⟨

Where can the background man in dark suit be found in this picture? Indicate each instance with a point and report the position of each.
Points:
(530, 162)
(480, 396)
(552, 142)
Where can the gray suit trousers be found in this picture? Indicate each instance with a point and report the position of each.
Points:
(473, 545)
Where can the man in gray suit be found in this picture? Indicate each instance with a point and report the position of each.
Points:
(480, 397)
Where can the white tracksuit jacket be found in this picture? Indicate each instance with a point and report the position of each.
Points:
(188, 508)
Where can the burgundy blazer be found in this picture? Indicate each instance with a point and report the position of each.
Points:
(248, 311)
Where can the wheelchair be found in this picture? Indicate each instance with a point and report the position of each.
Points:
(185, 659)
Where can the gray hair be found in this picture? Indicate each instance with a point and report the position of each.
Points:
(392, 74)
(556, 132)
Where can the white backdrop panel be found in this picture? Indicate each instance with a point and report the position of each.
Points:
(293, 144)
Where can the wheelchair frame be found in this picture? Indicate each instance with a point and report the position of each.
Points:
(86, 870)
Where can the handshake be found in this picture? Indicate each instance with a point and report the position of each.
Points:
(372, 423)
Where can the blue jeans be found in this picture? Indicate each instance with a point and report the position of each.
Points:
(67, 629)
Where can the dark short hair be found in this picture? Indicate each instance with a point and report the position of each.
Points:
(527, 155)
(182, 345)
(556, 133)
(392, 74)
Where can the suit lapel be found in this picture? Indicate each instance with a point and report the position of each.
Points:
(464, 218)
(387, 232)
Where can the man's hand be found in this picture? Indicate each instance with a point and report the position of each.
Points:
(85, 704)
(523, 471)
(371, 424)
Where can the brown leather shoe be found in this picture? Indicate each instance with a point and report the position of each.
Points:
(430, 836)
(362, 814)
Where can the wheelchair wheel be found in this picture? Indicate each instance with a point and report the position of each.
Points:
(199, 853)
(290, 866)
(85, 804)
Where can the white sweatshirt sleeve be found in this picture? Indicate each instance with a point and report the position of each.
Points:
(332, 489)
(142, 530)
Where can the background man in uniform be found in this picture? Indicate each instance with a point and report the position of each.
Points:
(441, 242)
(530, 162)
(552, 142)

⟩

• [Description of the task]: Rescale the entries from the line containing "Where can the man's" through the end of the entries, both ends included, and write out only that stretch, requests and all. Multiply every point coordinate in the answers by 0.7 and round to the nearest whole number, with halves rounding up.

• [The reply]:
Where can the man's hand be found in this picture? Indicate each instance with a point and report the position of each.
Points:
(60, 493)
(366, 330)
(260, 297)
Where can the brown leather shoe be found in this picture? Indicate each instance with a point and report the position of each.
Points:
(301, 585)
(253, 570)
Where can the wheelchair wheel be found in this picture? Indicate each instance with a point and report the position of each.
Points:
(139, 597)
(203, 606)
(60, 563)
Where can the white sweatshirt sleeve be found in this picture? Indicate each instance with a point and report the position of each.
Points:
(232, 342)
(99, 371)
Where can the background man in uniform be found in this picture? Indicate each instance with a point and report the position of each.
Points:
(309, 169)
(371, 113)
(386, 99)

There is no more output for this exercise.